### Brano scelto
------------------------------------------------------------------------

A Castiglioni di Arcevia il vecchio mulino costruito vicino al fiume Cafarelli era possedimento della nobile famiglia marchigiana dei della Genga, documentata dal sec. XI nel castello di Genga in provincia di Ancona.  L’età del mulino è incerta, la documentazione ufficiale a me accessibile inizia nel sec. XVIII con il conte Ilario della Genga (*1703, +1767) e la consorte Contessa Luigia Periberti (*1734. +1811, lapide in chiesa San Clemente, Genga) . Essi ebbero dieci figli, tra cui Matilda e Ilario e naturalmente il famoso Annibale che nel 1823 fu eletto Papa Leone XII.

 

Intorno al 1800 Ilario e Luigia regalarono ai figli Matilda e Ilario dei terreni adiacenti al mulino, per cui il mulino probabilmente esisteva già. Ilario figlio morì nel 1833 dopo dura deportazione da parte dei ribelli. Matilda scelse come stabile residenza  Fuggiano di Avacelli, dove aveva diversi possedimenti. La dimora residenziale si trovava presso la diga del canale che portava l’acqua al mulino. Matilda morí nubile nel 1836.

 

Marchese Antonio della Genga Sermattei (*1808, +1882) , nipote di Matilda, in quanto figlio del fratello Filippo (*1756, +1726) e della sua consorte  Anna Confidati Sermattei di Assisi, fu in seguito proprietario del mulino che passò poi nel 1874 per eredità diretta a Cristoforo Fiume Sermattei (*1881, +1929), figlio di Marianna della Genga e di Ulderico Fiumi Sermattei. Nell’anno 1914 il conte Cristoforo Fiumi Sermattei vendette il mulino assieme ai terreni adiacenti al mugnaio Francesco Pojani “Buroni” (*28. 11. 1859 +8.7.1933).

------------------------------------------------------------------------

### Cosa fare
Indica in quale anno, secondo il brano sul mulino di Castiglioni di Arcevia, il conte Cristoforo Fiumi Sermattei vendette il mulino al mugnaio Francesco Pojani.

------------------------------------------------------------------------

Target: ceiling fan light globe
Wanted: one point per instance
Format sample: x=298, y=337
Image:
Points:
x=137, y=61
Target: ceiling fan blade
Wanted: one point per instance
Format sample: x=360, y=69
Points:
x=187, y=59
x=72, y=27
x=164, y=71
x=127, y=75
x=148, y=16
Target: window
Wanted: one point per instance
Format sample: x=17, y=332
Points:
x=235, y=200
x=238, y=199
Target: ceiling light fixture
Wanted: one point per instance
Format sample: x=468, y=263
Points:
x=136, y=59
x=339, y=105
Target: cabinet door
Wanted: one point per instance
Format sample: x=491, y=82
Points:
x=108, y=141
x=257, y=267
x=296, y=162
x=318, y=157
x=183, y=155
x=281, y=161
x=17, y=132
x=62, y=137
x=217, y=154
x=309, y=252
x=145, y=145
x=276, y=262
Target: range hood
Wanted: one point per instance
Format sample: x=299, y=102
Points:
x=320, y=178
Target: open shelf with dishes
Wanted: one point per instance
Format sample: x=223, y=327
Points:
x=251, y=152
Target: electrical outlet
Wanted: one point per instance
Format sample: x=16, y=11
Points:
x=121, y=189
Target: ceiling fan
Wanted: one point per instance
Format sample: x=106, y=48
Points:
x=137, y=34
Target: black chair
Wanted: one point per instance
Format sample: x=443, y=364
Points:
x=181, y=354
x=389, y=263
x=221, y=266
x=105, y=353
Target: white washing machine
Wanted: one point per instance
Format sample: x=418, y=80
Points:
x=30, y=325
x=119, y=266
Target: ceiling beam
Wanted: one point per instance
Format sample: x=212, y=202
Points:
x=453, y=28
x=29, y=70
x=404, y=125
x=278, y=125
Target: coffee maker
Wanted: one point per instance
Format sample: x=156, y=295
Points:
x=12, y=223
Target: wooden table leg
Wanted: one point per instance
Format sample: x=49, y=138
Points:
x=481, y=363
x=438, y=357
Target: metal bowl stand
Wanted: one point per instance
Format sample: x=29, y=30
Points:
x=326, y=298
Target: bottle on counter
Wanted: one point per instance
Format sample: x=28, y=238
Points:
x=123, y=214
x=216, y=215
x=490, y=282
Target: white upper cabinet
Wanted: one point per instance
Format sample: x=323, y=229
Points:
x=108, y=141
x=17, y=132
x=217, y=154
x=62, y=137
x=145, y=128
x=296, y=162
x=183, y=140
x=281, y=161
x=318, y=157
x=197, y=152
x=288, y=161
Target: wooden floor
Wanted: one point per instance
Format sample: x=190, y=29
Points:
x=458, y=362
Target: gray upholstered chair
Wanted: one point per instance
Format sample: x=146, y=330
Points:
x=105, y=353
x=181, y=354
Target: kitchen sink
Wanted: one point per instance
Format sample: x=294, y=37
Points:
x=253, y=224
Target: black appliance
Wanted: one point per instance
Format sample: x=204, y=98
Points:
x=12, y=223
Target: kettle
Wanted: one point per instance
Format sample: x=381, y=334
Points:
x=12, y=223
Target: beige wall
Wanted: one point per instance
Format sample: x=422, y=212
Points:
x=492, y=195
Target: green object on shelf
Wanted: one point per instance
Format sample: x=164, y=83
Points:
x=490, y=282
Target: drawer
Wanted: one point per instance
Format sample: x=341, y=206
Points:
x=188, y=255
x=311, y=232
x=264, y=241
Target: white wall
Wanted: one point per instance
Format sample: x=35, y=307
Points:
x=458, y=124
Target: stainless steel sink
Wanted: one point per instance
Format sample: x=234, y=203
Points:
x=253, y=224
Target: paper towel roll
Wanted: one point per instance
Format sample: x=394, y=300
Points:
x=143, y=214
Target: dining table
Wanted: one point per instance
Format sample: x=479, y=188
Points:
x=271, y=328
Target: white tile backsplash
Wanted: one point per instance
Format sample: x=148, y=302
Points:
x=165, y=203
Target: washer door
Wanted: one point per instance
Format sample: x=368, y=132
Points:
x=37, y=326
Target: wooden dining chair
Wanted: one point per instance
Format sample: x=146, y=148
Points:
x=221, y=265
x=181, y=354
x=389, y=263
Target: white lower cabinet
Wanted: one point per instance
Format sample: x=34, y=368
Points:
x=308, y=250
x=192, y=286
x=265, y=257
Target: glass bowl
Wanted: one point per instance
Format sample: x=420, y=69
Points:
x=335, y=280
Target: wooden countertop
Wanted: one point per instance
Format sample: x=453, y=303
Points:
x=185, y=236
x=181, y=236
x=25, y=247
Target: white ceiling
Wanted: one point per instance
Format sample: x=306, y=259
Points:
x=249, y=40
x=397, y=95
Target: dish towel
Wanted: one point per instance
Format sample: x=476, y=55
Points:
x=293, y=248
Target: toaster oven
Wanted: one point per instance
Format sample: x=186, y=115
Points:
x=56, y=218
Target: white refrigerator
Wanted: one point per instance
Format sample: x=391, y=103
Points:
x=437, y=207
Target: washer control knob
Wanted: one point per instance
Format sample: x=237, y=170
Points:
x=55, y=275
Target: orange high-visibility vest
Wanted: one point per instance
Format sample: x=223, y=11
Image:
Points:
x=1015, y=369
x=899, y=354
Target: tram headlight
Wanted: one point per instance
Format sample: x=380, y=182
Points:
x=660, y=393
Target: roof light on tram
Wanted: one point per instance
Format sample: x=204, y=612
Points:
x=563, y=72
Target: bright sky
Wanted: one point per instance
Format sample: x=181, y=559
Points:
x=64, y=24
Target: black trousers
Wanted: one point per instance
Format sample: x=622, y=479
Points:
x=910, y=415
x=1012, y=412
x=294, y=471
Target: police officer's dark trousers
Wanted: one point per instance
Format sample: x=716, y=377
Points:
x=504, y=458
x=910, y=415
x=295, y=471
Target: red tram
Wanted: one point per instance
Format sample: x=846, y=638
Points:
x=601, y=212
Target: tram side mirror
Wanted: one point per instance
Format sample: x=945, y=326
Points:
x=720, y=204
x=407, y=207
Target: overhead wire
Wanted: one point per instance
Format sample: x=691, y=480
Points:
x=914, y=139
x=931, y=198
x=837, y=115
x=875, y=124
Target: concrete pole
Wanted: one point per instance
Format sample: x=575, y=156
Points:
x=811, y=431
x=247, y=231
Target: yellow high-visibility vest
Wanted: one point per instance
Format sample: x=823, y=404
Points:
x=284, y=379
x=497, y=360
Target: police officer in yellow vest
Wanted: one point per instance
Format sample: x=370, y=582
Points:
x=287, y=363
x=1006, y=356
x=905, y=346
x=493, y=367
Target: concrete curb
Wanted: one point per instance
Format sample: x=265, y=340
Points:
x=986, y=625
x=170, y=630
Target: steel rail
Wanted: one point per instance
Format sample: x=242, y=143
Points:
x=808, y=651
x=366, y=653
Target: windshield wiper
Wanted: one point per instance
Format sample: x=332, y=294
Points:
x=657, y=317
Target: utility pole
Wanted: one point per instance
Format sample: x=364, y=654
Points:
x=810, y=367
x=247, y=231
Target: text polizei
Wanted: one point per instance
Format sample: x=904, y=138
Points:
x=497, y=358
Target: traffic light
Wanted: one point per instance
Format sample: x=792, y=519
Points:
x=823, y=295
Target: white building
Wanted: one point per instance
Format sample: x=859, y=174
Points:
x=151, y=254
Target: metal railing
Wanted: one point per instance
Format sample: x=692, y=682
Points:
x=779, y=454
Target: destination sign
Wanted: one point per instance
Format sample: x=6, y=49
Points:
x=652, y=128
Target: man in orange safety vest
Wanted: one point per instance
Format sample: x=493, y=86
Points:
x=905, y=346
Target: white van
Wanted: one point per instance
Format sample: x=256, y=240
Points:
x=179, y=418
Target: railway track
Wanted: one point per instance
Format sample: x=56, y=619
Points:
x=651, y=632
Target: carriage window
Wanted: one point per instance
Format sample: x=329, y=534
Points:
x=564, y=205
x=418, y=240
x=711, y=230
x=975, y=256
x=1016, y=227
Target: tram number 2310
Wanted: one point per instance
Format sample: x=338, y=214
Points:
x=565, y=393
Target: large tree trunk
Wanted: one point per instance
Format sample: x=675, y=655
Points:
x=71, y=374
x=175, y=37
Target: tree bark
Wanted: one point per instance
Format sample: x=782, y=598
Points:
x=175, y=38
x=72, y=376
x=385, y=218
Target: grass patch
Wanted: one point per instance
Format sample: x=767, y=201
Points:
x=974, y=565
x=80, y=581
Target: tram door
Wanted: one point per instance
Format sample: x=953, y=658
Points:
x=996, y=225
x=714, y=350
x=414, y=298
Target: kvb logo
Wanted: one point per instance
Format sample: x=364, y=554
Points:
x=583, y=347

------------------------------------------------------------------------

### Risposta
Nel 1914.